## Document text

________________

I didn't really learn the whole dishwasher job very well there as I didn't last long.  I mean, come on!  It was summer in West Yellowstone and I was ten years old!  There were fish to catch and camping and swimming to do so I kind of called in sick a lot.  In todays world, I don't think we can even hire kids that young.

As I got older, I learned to do not only the dishwasher job but everything there is to do in a restaurant, including waiting tables, cooking, being "host", bussing tables and washing dishes.  In most of the places I worked back then, the dishwasher was kind of the Prep Cook's assistant so I boiled, peeled, hashed, cut and mashed potatoes, made soups and chili, baked rolls and other things like that.  Dishwashers also were the cleaners of everything, bathrooms, floors, freezers and refrigerators...pretty much any greasy, dirty cleanup that needed done, the dishwasher was the go-to guy.

My Mom was one of the most sought after restaurant cooks in West Yellowstone back then and we wound up working places and shifts together so I learned how to work the grill from her as well as from other accomplished café cooks.  By the time I was 16 I was able to handle any job in the place and often did.  If someone didn't show up, I was the first one they'd call to fill in so I might be dishwasher one day, cook the next and waiting tables another time.

When I enlisted in the Air Force, as a policeman, I told myself I would NEVER work in a café again!  Never say never, folks.  It's too big a word.  I'm right back to being the "floater" again.  Now, I'm not doing it full time but it's not uncommon for my phone to ring and a waitress hollers "Help!" so I wander over to the Mint and fill in wherever they need me.  I've helped out at Parade Rest Ranch in West Yellowstone a few times over the years too.

My point here (Yes, I'm finally getting to it) is that I have a pretty extensive background in the restaurant business and in cooking.  So, a few years ago, I heard that one of our local outfitters needed a cook for his hunting camp.  I'd never done that kind of thing before but figured I could learn by doing.

I quickly learned that the style of cooking at a place like that is very different from cooking "on the line" in a café.  In a café, you are basically heating up and assembling meal components as quickly as possible.  Everything has been portioned out and you just cook it up and throw it together.  At hunting camp, I was making "family style" meals; one big meal for everybody.  How much do you make and how do you make that much all at once?  More like the Prep Cook in a restaurant than the grill cook.

I did figure it out, though, and found that it was a very rewarding and enjoyable style of cooking.  I got a lot more personal satisfaction out of making good, presentable and enjoyable meals for a group as opposed to a lot of meals, fast.  At hunting camp I made my own bread and rolls and provided breakfast, lunch and dinner with a variety of entrees, sides and deserts for as few as 3 people and as many as 14. Rifle season in Montana lasts until Thanksgiving so I actually prepared and served a traditional Thanksgiving turkey dinner, with all the fixins, for the first time in my life.  I kind of pretended I was an old-time chuckwagon cook and treated the job in that way.  It worked.

________________

## Raw data
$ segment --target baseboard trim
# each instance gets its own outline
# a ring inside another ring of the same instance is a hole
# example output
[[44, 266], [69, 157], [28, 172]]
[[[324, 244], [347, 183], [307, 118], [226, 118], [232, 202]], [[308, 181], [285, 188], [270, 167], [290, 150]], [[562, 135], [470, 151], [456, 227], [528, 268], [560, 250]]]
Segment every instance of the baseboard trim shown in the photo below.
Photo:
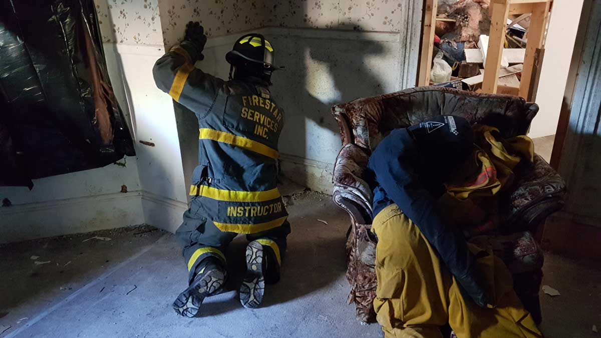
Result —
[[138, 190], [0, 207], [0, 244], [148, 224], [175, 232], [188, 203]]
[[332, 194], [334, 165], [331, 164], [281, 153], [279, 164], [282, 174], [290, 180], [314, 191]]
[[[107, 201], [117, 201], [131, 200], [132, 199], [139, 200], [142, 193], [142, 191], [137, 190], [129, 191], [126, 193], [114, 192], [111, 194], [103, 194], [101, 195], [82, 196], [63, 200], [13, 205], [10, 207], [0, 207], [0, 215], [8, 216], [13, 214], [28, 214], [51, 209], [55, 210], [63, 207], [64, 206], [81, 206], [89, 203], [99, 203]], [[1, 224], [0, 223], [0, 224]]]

________________

Would you reproduce the cooking-jobs text word for word, beginning at the words that contain "When I enlisted" and stopping after "the years too."? Nothing here depends on the rows.

## Result of this task
When I enlisted in the Air Force, as a policeman, I told myself I would NEVER work in a café again!  Never say never, folks.  It's too big a word.  I'm right back to being the "floater" again.  Now, I'm not doing it full time but it's not uncommon for my phone to ring and a waitress hollers "Help!" so I wander over to the Mint and fill in wherever they need me.  I've helped out at Parade Rest Ranch in West Yellowstone a few times over the years too.